Scene from Rocky II
THE first fighter I saw in the movies was poorly
built, deeply reluctant and hid behind the referee. His name was Charlie
Chaplin and his fight scene in City Lights (1931) was a right hook to
the funny bone.
Of course, Hollywood's affair - it is Oscar
week - with boxing is usually grimmer, but the big screen adores boxing:
in its violence lies hope, in its nobodies searching for validation
lies romance, in its torn lip and tearful blonde lies drama.
From The Champ (1931, two Oscars) to last
year's Warrior (Nick Nolte didn't win best supporting actor on Sunday
night), the camera seeks out the ring and the cage. Eyebrows splitting
makes for a cinema you want to turn away from but can't.

§ **STORED RECORDS**:
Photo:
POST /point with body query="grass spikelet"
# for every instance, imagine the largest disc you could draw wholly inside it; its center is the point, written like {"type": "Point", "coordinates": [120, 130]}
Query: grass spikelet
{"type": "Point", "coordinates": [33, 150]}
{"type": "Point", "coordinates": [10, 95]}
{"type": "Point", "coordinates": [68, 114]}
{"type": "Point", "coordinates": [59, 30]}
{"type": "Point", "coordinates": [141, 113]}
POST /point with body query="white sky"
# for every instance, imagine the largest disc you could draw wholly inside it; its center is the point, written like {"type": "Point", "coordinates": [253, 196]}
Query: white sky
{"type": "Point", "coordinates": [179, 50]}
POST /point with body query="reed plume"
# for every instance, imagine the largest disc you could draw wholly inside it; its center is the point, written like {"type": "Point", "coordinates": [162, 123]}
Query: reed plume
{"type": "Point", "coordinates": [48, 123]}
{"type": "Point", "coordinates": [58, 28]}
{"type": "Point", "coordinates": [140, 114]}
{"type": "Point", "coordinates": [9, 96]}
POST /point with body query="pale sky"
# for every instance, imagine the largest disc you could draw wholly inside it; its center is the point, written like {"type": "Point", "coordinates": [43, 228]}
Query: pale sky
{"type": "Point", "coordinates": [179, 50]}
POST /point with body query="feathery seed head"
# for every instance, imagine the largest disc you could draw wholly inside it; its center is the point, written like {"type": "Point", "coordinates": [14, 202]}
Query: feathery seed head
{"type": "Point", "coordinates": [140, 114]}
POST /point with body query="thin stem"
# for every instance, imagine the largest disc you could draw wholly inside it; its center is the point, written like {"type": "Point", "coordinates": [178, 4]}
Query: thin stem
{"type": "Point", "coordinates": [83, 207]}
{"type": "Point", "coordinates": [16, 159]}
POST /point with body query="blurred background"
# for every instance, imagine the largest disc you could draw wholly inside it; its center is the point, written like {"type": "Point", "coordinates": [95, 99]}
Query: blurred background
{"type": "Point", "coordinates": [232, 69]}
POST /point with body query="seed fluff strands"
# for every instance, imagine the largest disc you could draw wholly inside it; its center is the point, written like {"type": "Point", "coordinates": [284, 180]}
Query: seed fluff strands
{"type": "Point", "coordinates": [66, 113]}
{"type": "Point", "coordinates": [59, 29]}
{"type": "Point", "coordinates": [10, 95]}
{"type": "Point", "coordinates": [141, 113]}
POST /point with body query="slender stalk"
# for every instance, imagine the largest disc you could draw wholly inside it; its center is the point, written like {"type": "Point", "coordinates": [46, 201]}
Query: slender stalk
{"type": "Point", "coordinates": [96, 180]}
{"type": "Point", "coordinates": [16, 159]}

§ **SET TASK 1**: From the text on boxing in the movies, reproduce word for word the part that opens with the words containing "Scene from Rocky" and closes with "blonde lies drama.".
§ **SET TASK 2**: Condense the paragraph of the boxing-films text that begins "Of course, Hollywood's affair" into a short bulleted list that keeps its main facts.
§ **SET TASK 3**: Carry on the text about boxing in the movies, starting after its final sentence.

§ **WRITTEN REPLY 1**:
Scene from Rocky II
THE first fighter I saw in the movies was poorly
built, deeply reluctant and hid behind the referee. His name was Charlie
Chaplin and his fight scene in City Lights (1931) was a right hook to
the funny bone.
Of course, Hollywood's affair - it is Oscar
week - with boxing is usually grimmer, but the big screen adores boxing:
in its violence lies hope, in its nobodies searching for validation
lies romance, in its torn lip and tearful blonde lies drama.

§ **WRITTEN REPLY 2**:
- The piece is written during Oscar week.
- Hollywood's treatment of boxing is usually grimmer than Chaplin's comedy, yet the big screen adores the sport.
- Boxing's violence holds hope.
- Its nobodies searching for validation hold romance.
- Its torn lip and tearful blonde hold drama.

§ **WRITTEN REPLY 3**:
Directors like Clint Eastwood in Million
Dollar Baby (2004, four Oscars) are drawn to the shadowy beauty of gyms
and offer us what real athletes don't, which is the pain, the training,
the polishing of an art. Others paint for us - those who don't have
ringside seats in Las Vegas - a visceral beauty of this form. In an
unforgettable scene in Martin Scorsese's Raging Bull (1980, two Oscars),
the camera pans across the ring, pausing at where blood drips softly
onto the canvas.
Actors relish the sports film perhaps because
they get to be authentic heroes. Robert de Niro put on about 27kg to
play the retired Jake LaMotta in Raging Bull and won a best actor Oscar.
Christian Bale lost 14kg for The Fighter (2010) on his way to a best
supporting actor Oscar. Alas, Brad Pitt's only violence in Moneyball was
against an inanimate water cooler, evidently not evocative enough to
win the film a single golden gnome yesterday.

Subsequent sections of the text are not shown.